Task to complete:
Restate the records in their entirety, word for word.

Extracted entries:
[Start of section]

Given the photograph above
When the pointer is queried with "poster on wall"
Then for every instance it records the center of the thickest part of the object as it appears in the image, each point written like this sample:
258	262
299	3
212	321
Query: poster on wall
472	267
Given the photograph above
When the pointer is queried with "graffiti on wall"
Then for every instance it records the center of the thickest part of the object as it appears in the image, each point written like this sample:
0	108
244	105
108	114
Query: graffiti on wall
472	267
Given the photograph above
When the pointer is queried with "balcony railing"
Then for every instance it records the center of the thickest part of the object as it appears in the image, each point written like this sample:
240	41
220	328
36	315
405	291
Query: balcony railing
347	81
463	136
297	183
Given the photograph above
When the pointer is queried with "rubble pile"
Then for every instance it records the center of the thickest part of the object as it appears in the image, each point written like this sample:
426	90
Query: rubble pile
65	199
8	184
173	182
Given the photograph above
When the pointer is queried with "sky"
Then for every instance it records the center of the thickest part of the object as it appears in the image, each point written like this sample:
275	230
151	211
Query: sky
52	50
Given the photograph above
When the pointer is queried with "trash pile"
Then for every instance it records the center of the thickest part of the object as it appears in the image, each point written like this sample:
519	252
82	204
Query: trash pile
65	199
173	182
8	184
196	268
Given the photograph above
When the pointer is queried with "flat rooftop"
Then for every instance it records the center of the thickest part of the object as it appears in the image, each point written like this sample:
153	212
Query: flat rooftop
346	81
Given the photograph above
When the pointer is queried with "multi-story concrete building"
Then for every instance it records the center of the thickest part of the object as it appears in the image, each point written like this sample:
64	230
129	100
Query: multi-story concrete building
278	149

[End of section]

Answer to the problem:
Given the photograph above
When the pointer is queried with "poster on wall"
Then for every instance it records the center of the thickest part of the object as it appears in the image, each point written like this sample:
258	262
299	3
212	321
Query: poster on wall
472	267
Given the photograph above
When the pointer is queried with "graffiti on wall"
Then for every instance it records the center of the thickest part of the object as it appears in the image, each point written like this sample:
0	108
244	105
108	114
Query: graffiti on wall
472	267
Given the photograph above
When the pointer is queried with "balcony railing"
Then for every instance it records the center of the thickest part of the object as it appears in the image, each point written like this sample:
240	41
220	328
36	315
405	291
Query: balcony railing
347	81
463	136
297	183
Given the photograph above
When the pointer is queried with "rubble pile"
Then for every instance it records the center of the thickest part of the object as it appears in the image, each point written like this sample:
426	90
Query: rubble pile
65	199
8	184
173	182
Given the photograph above
When the pointer is queried with "sky"
Then for every instance it records the center of the thickest part of the object as it appears in the image, each point written like this sample:
275	230
151	211
Query: sky
52	50
Given the photograph above
When the pointer is queried with "trash pile"
Then for every instance it records the center of the thickest part of the object as it appears in the image, each point written like this sample:
519	252
82	204
Query: trash pile
65	199
173	182
8	184
196	268
Given the photograph above
When the pointer is queried with "flat rooftop"
Then for every instance it records the center of the thickest part of the object as it appears in the image, each point written like this sample:
153	212
Query: flat rooftop
346	81
Given the photograph above
When the pointer is queried with "multi-story concrete building"
Then for every instance it records the center of the thickest part of the object as it appears in the image, each point written like this sample:
64	230
129	100
Query: multi-story concrete building
278	149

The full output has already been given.